# Sunulan Metin:
***

Değerli
Dostlar
Dünyanın
her yanında egemen güçler önce
kültür,
sanat ve edebiyatı yozlaştırmayı, yok etmeyi ve kendi tekellerine
almayı ilk
işleri olarak görürler.
Edebiyat ve sanat
bir ülkenin, o ülkedeki
toplumun aynasıdır.
Edebiyat ve sanat
etkinlikleri yoğunlaştıkça,
insanlara doğru perspektifler sundukça, insan aklını ve
yüreğini geliştirdiği
süreç içinde bazı çevreleri,
yönetimleri rahatsız eder.
Ülkemizde;
Cağaloğlu surları, tekelleri
Cumhuriyet tarihimizde edebiyatı körleştirmek için
ellerinden geleni artlarına
koymamışlardır.
O surları aşacak
kalemler ancak onların
kalemşorları, çıkarlarına uygun oldukları zaman
içeriye alınır üretkenlikleri
sınırlandırılır.
Dikkat edilirse
edebiyat ve sanat yapıtlarına
verilen ödüller her zaman kendi aralarında paylaşılır.

***

# Verilen Liste:
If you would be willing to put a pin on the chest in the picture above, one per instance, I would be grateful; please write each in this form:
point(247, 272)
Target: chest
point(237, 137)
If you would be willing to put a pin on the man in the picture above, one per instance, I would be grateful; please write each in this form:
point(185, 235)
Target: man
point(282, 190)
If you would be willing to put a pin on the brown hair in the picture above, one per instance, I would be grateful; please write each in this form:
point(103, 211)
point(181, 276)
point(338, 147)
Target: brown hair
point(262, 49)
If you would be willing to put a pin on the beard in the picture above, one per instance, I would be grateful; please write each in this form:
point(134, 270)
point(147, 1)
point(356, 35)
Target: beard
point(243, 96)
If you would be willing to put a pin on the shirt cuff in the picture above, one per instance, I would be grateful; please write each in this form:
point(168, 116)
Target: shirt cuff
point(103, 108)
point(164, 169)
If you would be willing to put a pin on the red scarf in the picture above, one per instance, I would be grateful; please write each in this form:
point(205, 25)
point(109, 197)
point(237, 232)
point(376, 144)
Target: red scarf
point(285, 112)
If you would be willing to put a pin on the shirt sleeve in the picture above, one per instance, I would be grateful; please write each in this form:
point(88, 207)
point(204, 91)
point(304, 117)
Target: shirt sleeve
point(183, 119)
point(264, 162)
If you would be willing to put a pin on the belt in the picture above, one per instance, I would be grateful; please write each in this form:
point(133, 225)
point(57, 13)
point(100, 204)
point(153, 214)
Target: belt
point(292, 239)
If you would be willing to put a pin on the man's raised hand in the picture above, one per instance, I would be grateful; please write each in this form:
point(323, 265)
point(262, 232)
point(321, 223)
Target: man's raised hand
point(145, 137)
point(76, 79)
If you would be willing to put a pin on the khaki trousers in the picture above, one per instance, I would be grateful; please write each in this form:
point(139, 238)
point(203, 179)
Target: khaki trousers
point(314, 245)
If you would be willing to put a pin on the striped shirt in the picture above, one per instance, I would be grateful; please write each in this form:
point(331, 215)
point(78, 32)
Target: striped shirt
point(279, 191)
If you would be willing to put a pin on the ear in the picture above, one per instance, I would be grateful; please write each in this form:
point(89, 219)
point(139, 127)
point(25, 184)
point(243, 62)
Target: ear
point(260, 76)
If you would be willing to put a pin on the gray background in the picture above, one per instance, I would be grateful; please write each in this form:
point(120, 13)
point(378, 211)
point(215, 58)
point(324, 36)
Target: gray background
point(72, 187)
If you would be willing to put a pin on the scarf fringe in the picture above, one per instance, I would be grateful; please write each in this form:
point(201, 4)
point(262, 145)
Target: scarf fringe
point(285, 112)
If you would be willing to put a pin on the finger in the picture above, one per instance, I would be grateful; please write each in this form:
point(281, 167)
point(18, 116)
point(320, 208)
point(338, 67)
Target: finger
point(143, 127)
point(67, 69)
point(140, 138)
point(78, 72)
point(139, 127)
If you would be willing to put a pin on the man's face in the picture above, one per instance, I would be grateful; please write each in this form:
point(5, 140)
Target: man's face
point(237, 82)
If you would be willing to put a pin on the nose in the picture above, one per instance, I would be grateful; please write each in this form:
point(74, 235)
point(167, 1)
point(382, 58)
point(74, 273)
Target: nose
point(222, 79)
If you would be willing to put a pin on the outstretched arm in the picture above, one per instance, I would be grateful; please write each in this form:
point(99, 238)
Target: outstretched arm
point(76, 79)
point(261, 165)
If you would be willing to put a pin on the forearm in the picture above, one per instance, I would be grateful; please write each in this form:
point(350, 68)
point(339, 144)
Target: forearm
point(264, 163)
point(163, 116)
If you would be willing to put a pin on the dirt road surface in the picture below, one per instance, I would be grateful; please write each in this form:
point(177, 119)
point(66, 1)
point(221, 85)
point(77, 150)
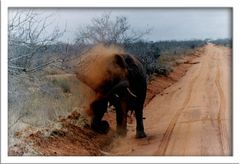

***

# Yönerge 1:
Edebiyat ve sanat üzerine metne göre şu soruları yanıtlayın:
(a) Edebiyat ve sanat neyin aynası olarak nitelendiriliyor?
(b) Cumhuriyet tarihinde edebiyatı körleştirmek için ellerinden geleni artlarına koymadıkları söylenenler kimlerdir?
(c) Edebiyat ve sanat yapıtlarına verilen ödüllerin nasıl paylaşıldığı belirtiliyor?
# Yönerge 2:
Edebiyat ve sanat üzerine metni, bıraktığı noktadan itibaren sürdürün.
Listedeki bilgilere burada gerek yoktur.

# Yanıt 1:
(a) Bir ülkenin, o ülkedeki toplumun aynası olarak nitelendiriliyor.
(b) Cağaloğlu surları, tekelleri.
(c) Her zaman kendi aralarında paylaşıldığı belirtiliyor.

# Yanıt 2:
Bugün o
surlar, tekeller kırılmak üzere.
Ağdaki sanat,
edebiyat siteleri genç
insanlarımızın, yeni ve güçlü
edebiyatçılarımızın ürettiği eserlerini
özgürce
yayınlandığı pencerelerdir.
Bundan rahatsız
olanlar var.
Kendi borazanları çok dar bir
çevrede ötüyor, dinleniyor.
Havuz bir misyonu
üstlenmiştir. Bir çok çelmeler
engeller olduğu halde özveriyle yoluna devam ediyor, edecektir
de.
Özellikle
Almanya ve Avrupa’da yaşayan
insanlarımızı sadece kol emeğini pazarlayanlar olmadığı
gerçeğini kabul
edemeyenler çok fazla. İçimizde
yüzlerce, binlerce edebiyat sanat emekçisinin
bulunduğunu biz biliyoruz.
Havuz, kapısını
açmış buyurun gelin, oturun
ortaklaşa bu sofrayı paylaşalım diyor.
Evet paylaşalım.
Paylaştıkça
büyüyelim.
Büyüdükçe
güzel insanların doğumuna bir el de biz
uzatalım.
Edebiyat ve sanat
tekellerinin çanına ot
tıkayanların yanında olalım.
Ne dersiniz?
Barış,
özgürlük ve bu doğrultuda; özgürce yazabilen bir dünya
dileğimle.
H@vuz
Dergisi Adına.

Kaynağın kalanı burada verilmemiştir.